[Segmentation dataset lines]
==================================================

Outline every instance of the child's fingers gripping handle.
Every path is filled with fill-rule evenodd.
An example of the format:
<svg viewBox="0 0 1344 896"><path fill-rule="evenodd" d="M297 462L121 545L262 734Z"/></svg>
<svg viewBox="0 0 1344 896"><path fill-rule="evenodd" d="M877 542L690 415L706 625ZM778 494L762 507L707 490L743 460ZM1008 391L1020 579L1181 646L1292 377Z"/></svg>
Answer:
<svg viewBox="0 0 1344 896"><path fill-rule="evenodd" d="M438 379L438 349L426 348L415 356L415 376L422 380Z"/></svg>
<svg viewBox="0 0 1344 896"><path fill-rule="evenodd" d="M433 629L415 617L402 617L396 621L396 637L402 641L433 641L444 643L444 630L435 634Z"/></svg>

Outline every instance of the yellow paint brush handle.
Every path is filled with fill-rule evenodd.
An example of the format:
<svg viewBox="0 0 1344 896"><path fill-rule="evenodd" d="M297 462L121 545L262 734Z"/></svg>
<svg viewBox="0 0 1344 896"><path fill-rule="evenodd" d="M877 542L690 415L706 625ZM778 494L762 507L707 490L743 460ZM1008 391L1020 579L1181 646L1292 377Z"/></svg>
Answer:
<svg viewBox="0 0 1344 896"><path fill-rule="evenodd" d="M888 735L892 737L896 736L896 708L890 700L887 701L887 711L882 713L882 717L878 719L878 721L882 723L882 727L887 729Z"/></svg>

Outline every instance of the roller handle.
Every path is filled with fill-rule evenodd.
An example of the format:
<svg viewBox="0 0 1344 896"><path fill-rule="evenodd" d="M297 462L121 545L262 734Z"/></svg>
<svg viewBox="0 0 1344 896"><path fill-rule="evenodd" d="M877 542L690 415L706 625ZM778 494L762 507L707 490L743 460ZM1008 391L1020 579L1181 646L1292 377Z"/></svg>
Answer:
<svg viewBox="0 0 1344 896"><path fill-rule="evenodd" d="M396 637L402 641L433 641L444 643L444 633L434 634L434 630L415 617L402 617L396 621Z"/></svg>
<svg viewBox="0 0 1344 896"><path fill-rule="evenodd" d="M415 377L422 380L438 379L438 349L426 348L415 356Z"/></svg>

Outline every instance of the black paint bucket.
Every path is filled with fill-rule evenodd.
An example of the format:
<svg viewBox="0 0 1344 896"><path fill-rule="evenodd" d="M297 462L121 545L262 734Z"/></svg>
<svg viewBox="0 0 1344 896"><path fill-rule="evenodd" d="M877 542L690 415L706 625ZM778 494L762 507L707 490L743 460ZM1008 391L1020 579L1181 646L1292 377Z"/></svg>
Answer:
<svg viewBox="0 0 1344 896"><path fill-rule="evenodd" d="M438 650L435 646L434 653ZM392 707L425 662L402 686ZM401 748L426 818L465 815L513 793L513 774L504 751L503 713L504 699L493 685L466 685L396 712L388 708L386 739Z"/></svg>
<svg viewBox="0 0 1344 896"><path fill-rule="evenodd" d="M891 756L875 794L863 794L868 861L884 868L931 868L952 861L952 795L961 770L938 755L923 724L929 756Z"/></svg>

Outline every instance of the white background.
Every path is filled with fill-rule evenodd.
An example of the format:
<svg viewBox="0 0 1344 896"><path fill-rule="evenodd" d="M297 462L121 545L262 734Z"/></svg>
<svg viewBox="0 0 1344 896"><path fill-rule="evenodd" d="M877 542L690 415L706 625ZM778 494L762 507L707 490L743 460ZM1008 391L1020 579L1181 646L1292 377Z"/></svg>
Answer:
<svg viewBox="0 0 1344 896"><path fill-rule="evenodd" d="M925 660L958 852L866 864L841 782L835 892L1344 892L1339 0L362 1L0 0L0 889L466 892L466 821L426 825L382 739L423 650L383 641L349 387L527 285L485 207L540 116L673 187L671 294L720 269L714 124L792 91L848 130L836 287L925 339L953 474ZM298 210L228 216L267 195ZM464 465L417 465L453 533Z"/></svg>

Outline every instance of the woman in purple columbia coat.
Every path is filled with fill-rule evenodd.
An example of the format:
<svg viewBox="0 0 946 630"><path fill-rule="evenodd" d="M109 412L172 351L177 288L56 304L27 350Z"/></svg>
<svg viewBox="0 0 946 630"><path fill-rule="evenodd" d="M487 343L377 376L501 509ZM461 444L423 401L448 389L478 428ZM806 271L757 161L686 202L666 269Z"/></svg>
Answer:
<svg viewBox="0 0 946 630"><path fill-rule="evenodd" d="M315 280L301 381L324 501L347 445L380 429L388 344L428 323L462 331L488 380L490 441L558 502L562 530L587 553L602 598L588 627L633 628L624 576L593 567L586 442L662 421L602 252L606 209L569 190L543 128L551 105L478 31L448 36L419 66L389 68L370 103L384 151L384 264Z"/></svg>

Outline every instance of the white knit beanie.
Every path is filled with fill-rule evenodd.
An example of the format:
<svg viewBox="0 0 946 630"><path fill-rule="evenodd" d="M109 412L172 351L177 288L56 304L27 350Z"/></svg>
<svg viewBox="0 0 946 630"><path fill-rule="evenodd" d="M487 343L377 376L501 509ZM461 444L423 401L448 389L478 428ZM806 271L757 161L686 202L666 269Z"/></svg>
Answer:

==================================================

**TASK TO COMPLETE:** Rewrite the lines above, swapping "An example of the format" for "A sample of the format" everywhere it occurs and leaving the rest untouched.

**CORRECT OUTPUT:**
Outline every instance of the child's fingers gripping handle.
Every path is filled with fill-rule evenodd.
A sample of the format:
<svg viewBox="0 0 1344 896"><path fill-rule="evenodd" d="M297 462L121 545L262 734Z"/></svg>
<svg viewBox="0 0 1344 896"><path fill-rule="evenodd" d="M877 542L690 415L706 625ZM778 494L762 507L707 490L743 460ZM1008 391L1020 579L1181 646L1292 377Z"/></svg>
Answer:
<svg viewBox="0 0 1344 896"><path fill-rule="evenodd" d="M438 379L438 349L426 348L415 356L415 376L422 380Z"/></svg>
<svg viewBox="0 0 1344 896"><path fill-rule="evenodd" d="M433 629L415 617L402 617L396 621L396 637L402 641L433 641L444 643L444 630L435 634Z"/></svg>

Outline every instance of the yellow paint brush handle.
Every path is filled with fill-rule evenodd.
A sample of the format:
<svg viewBox="0 0 1344 896"><path fill-rule="evenodd" d="M297 462L121 545L262 734Z"/></svg>
<svg viewBox="0 0 1344 896"><path fill-rule="evenodd" d="M877 542L690 415L706 625ZM778 494L762 507L707 490L743 460ZM1008 391L1020 579L1181 646L1292 377Z"/></svg>
Answer:
<svg viewBox="0 0 1344 896"><path fill-rule="evenodd" d="M888 735L892 737L896 736L896 708L890 700L887 701L887 711L882 713L882 717L878 719L878 721L882 723L882 727L887 729Z"/></svg>

Outline every instance of the roller handle.
Every path is filled with fill-rule evenodd.
A sample of the format:
<svg viewBox="0 0 1344 896"><path fill-rule="evenodd" d="M297 462L121 545L262 734Z"/></svg>
<svg viewBox="0 0 1344 896"><path fill-rule="evenodd" d="M877 542L690 415L706 625ZM778 494L762 507L707 490L743 460ZM1008 391L1020 579L1181 646L1292 377Z"/></svg>
Answer:
<svg viewBox="0 0 1344 896"><path fill-rule="evenodd" d="M396 637L402 641L433 641L444 643L444 633L434 634L434 630L415 617L402 617L396 621Z"/></svg>
<svg viewBox="0 0 1344 896"><path fill-rule="evenodd" d="M415 377L422 380L438 379L438 349L426 348L415 356Z"/></svg>

Outline every instance of the black paint bucket.
Every path is filled with fill-rule evenodd.
A sample of the format:
<svg viewBox="0 0 1344 896"><path fill-rule="evenodd" d="M297 462L121 545L262 734Z"/></svg>
<svg viewBox="0 0 1344 896"><path fill-rule="evenodd" d="M877 542L690 415L706 625ZM778 494L762 507L707 490L743 460ZM1008 391L1020 579L1181 646L1292 377Z"/></svg>
Answer:
<svg viewBox="0 0 1344 896"><path fill-rule="evenodd" d="M438 650L435 646L434 653ZM392 707L425 662L402 686ZM401 748L426 818L465 815L513 793L513 774L504 751L503 713L504 699L493 685L466 685L396 712L388 708L386 739Z"/></svg>
<svg viewBox="0 0 1344 896"><path fill-rule="evenodd" d="M891 756L875 794L863 794L868 861L884 868L931 868L952 861L952 795L961 770L938 755L923 724L929 756Z"/></svg>

Outline every instance of the white background.
Every path is filled with fill-rule evenodd.
A sample of the format:
<svg viewBox="0 0 1344 896"><path fill-rule="evenodd" d="M297 462L121 545L262 734Z"/></svg>
<svg viewBox="0 0 1344 896"><path fill-rule="evenodd" d="M877 542L690 415L706 625ZM778 494L762 507L707 490L743 460ZM1008 391L1020 579L1181 646L1292 377Z"/></svg>
Answer:
<svg viewBox="0 0 1344 896"><path fill-rule="evenodd" d="M925 660L958 852L866 864L841 782L835 892L1344 892L1339 0L362 1L0 0L0 889L466 892L466 821L426 825L382 739L423 650L383 641L349 387L527 285L485 207L540 116L673 187L671 294L720 269L714 124L792 91L848 130L836 287L925 339L953 474ZM298 210L228 216L267 195ZM464 465L417 465L453 533Z"/></svg>

Outline every instance of the woman in purple columbia coat.
Every path is filled with fill-rule evenodd.
A sample of the format:
<svg viewBox="0 0 946 630"><path fill-rule="evenodd" d="M109 412L172 351L177 288L56 304L27 350Z"/></svg>
<svg viewBox="0 0 946 630"><path fill-rule="evenodd" d="M487 343L377 376L501 509ZM461 444L423 401L448 389L478 428ZM806 271L757 161L686 202L666 269Z"/></svg>
Answer:
<svg viewBox="0 0 946 630"><path fill-rule="evenodd" d="M315 280L301 381L324 501L347 445L380 429L388 344L428 323L462 331L488 380L490 441L558 502L562 530L587 553L602 598L588 627L633 628L624 576L593 567L586 442L662 421L602 252L606 209L569 190L543 128L551 105L478 31L448 36L419 66L389 68L370 103L384 151L384 264Z"/></svg>

Outline every instance of the white knit beanie.
Every path is filled with fill-rule evenodd.
A sample of the format:
<svg viewBox="0 0 946 630"><path fill-rule="evenodd" d="M109 412L172 351L177 288L56 304L27 350Z"/></svg>
<svg viewBox="0 0 946 630"><path fill-rule="evenodd" d="M487 343L377 376L501 509ZM461 444L423 401L448 389L478 428ZM806 271L757 161L686 202L666 269Z"/></svg>
Answer:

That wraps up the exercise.